### WHAT IS BEING ASKED
Exact output of all the records is required.

### RECORDS FOR THIS TASK
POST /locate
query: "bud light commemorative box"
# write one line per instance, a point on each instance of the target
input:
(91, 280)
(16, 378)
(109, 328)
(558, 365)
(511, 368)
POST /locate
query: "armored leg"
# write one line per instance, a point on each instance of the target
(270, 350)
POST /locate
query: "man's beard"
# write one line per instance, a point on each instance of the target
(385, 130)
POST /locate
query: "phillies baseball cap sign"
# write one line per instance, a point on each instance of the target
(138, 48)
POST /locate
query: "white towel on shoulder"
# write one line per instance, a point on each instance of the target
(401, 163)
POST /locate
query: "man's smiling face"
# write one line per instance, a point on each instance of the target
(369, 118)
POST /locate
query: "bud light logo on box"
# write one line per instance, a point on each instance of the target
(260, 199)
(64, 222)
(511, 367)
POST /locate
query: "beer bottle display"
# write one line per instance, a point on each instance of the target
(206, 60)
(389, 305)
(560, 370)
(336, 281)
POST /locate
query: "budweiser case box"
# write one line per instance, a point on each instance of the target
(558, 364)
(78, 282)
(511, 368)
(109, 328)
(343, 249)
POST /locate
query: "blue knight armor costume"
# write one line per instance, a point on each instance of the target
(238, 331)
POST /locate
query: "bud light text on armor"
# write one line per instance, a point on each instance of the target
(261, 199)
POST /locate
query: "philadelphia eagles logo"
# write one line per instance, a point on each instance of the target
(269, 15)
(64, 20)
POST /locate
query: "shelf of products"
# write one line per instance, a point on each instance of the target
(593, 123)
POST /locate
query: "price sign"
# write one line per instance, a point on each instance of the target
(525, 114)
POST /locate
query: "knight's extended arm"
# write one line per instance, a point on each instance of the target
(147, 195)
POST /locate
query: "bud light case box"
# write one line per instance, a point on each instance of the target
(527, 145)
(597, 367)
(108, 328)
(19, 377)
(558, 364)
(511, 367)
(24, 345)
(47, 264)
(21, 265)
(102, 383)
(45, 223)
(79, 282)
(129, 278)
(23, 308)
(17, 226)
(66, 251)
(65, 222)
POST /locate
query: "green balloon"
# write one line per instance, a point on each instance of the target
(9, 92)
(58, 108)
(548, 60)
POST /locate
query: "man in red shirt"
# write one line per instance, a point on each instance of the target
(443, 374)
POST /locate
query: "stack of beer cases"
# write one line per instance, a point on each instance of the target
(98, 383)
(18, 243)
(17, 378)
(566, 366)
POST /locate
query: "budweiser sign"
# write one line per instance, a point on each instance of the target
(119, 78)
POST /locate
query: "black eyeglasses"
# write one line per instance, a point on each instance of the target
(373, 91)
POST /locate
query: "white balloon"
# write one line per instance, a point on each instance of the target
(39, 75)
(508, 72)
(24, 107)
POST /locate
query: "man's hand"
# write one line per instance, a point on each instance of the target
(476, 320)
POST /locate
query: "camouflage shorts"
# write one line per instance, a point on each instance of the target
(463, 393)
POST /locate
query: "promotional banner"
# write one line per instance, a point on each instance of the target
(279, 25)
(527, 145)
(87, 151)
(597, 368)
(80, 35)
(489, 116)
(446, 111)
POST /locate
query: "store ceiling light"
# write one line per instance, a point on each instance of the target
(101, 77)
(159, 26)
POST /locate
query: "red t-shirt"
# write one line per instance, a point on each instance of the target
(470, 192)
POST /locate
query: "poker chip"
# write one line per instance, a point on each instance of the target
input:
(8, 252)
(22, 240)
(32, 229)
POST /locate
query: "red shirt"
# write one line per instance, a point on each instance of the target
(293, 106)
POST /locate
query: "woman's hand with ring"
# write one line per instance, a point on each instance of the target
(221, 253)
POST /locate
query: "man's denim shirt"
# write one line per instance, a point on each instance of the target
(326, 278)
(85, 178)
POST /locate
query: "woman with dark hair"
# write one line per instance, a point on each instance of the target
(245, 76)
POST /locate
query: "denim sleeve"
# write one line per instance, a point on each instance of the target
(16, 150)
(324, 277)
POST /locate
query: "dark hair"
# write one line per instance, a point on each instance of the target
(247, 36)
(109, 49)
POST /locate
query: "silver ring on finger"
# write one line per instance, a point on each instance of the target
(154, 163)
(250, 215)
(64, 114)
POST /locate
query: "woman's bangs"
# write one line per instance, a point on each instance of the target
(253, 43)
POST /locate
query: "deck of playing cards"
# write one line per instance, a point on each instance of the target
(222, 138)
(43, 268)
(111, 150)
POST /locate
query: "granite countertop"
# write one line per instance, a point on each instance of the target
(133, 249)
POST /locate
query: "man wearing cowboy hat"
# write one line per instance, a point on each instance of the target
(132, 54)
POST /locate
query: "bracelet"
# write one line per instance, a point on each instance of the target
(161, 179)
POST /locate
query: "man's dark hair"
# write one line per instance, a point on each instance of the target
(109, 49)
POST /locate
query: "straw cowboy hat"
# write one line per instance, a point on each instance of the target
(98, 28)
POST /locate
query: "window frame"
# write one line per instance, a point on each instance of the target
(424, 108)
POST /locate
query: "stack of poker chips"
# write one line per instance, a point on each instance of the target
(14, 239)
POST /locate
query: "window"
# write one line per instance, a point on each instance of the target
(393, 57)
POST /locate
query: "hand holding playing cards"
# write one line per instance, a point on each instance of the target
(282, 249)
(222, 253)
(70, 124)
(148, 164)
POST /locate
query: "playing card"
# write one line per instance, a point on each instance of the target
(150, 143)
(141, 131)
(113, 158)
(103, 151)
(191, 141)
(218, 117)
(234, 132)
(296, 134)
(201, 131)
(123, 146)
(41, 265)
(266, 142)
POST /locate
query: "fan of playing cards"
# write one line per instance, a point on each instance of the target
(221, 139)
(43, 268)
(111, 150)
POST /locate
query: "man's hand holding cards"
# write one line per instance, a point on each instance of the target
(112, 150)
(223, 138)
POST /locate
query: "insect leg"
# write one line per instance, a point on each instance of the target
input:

### EXERCISE SOLUTION
POST /locate
query: "bud light commemorative box"
# write one line per instance, a point on each instance of the target
input:
(91, 280)
(16, 378)
(109, 328)
(558, 365)
(511, 368)
POST /locate
query: "armored leg"
# write one line per instance, a point on each instance of the target
(270, 350)
POST /locate
query: "man's beard"
# write one line per instance, a point on each instance of the target
(385, 130)
POST /locate
query: "phillies baseball cap sign"
# write one line per instance, a point on each instance of the target
(138, 48)
POST /locate
query: "white towel on shoulder"
# write one line per instance, a point on each instance of the target
(401, 163)
POST /locate
query: "man's smiling face"
# write one line per instance, a point on each instance of the target
(369, 118)
POST /locate
query: "bud light logo on box"
# write one line per instance, a point on each instance of the target
(260, 199)
(64, 222)
(511, 367)
POST /locate
query: "beer bottle display"
# write one line per instance, a point on each instance of the target
(206, 60)
(389, 305)
(560, 370)
(336, 281)
POST /locate
query: "budweiser case box"
# write one line per instance, a point on each instance of the target
(558, 364)
(78, 282)
(511, 368)
(109, 328)
(343, 249)
POST /locate
query: "blue knight armor costume"
# write one line per instance, a point on each instance of the target
(238, 331)
POST /locate
query: "bud light text on armor"
# write one line per instance, a point on each instance of the target
(261, 199)
POST /locate
query: "philadelphia eagles logo"
# write one line per instance, a point on each instance of the target
(269, 15)
(64, 20)
POST /locate
query: "shelf of products"
# write one line per instance, a point on each instance of the target
(593, 123)
POST /locate
query: "price sign"
# write one line per instance, a point on each instance of the target
(525, 114)
POST /locate
query: "knight's extended arm"
# write one line per instance, a point on each instance of the target
(147, 195)
POST /locate
query: "bud light case box"
# write one line per instance, a point on each instance of the target
(527, 145)
(597, 367)
(108, 328)
(19, 377)
(558, 364)
(511, 367)
(24, 345)
(47, 264)
(21, 265)
(102, 383)
(45, 223)
(79, 282)
(129, 278)
(23, 308)
(17, 226)
(66, 251)
(65, 222)
POST /locate
query: "green balloon"
# write one line per instance, a point on each instance of the target
(9, 92)
(58, 108)
(548, 60)
POST /locate
query: "man in red shirt"
# write one line per instance, a point on each instance of the target
(443, 374)
POST /locate
query: "stack of beer cases"
# write one line per instance, a point on each instance of the target
(98, 383)
(18, 243)
(17, 378)
(566, 366)
POST /locate
query: "budweiser sign"
# write one line per instance, a point on each instance of the target
(119, 78)
POST /locate
query: "black eyeglasses"
# write one line per instance, a point on each instance of the target
(373, 91)
POST /locate
query: "white balloon"
# write one line per instance, a point on each instance of the target
(39, 75)
(508, 72)
(24, 107)
POST /locate
query: "man's hand"
# write one line per instance, a point on each instance of the target
(476, 320)
POST /locate
query: "camouflage shorts"
# write one line per instance, a point on each instance of the target
(463, 393)
POST /locate
query: "promotional banner"
# write one line per instance, a point on each instance of the target
(279, 25)
(527, 145)
(87, 151)
(597, 368)
(80, 35)
(489, 116)
(446, 111)
POST /locate
query: "store ceiling light"
# write one line per instance, a point on each instance of the target
(101, 77)
(159, 26)
POST /locate
query: "red t-shirt"
# write one line per instance, a point on each instance of the target
(470, 192)
POST /locate
query: "poker chip"
# write one line per instance, a point on each instance of the target
input:
(8, 252)
(22, 240)
(32, 229)
POST /locate
query: "red shirt"
# write one line per instance, a point on each instance of the target
(293, 106)
POST /locate
query: "woman's hand with ring"
# write one line per instance, a point on each instance of the target
(221, 253)
POST /locate
query: "man's denim shirt"
# write one line per instance, a point on each instance of the target
(326, 278)
(85, 178)
POST /locate
query: "woman with dark hair"
# write one line per instance, a point on each instance of the target
(245, 76)
POST /locate
query: "denim sleeve"
# write one line per instance, a point on each instance of the target
(16, 150)
(324, 277)
POST /locate
query: "dark hair"
# write one line per instance, a point on each instance of the target
(247, 36)
(109, 49)
POST /locate
query: "silver ring on finger"
# write one line per instance, a point on each instance of the target
(154, 163)
(250, 215)
(64, 114)
POST /locate
query: "woman's bangs"
# write one line per instance, a point on each instance of the target
(253, 43)
POST /locate
query: "deck of playing cards"
# write one line per instance, a point on each instance of the target
(222, 138)
(43, 268)
(111, 150)
POST /locate
query: "granite countertop"
# write one line per instance, a point on each instance of the target
(133, 249)
POST /locate
query: "man wearing cowboy hat"
# write one line per instance, a point on each instance of the target
(132, 54)
POST /locate
query: "bracelet"
# write one line per instance, a point on each instance of the target
(161, 179)
POST /locate
query: "man's dark hair"
# write one line per instance, a point on each instance of the target
(109, 49)
POST /locate
query: "straw cowboy hat"
# write one line per instance, a point on each instance of the target
(98, 28)
POST /locate
query: "window frame"
# write one line per instance, a point on each instance of the target
(424, 108)
POST /locate
query: "stack of poker chips"
# write one line per instance, a point on each instance of the target
(14, 239)
POST /locate
query: "window"
# write one line per instance, a point on each instance of the target
(393, 57)
POST /locate
query: "hand holding playing cards"
# write one line per instance, a point on each instance of the target
(282, 249)
(222, 253)
(70, 124)
(148, 164)
POST /locate
query: "playing card"
# write one line per instance, a point on each instance of the target
(150, 143)
(141, 131)
(113, 158)
(103, 151)
(191, 141)
(218, 117)
(234, 132)
(296, 134)
(201, 131)
(123, 146)
(41, 265)
(266, 142)
POST /locate
query: "fan of playing cards"
# write one line per instance, a point on each instance of the target
(221, 139)
(43, 268)
(111, 150)
POST /locate
query: "man's hand holding cards"
# write one line per instance, a point on each instance of the target
(112, 150)
(223, 138)
POST /locate
query: "insect leg"
# write one line per instance, a point on each instance of the target
input:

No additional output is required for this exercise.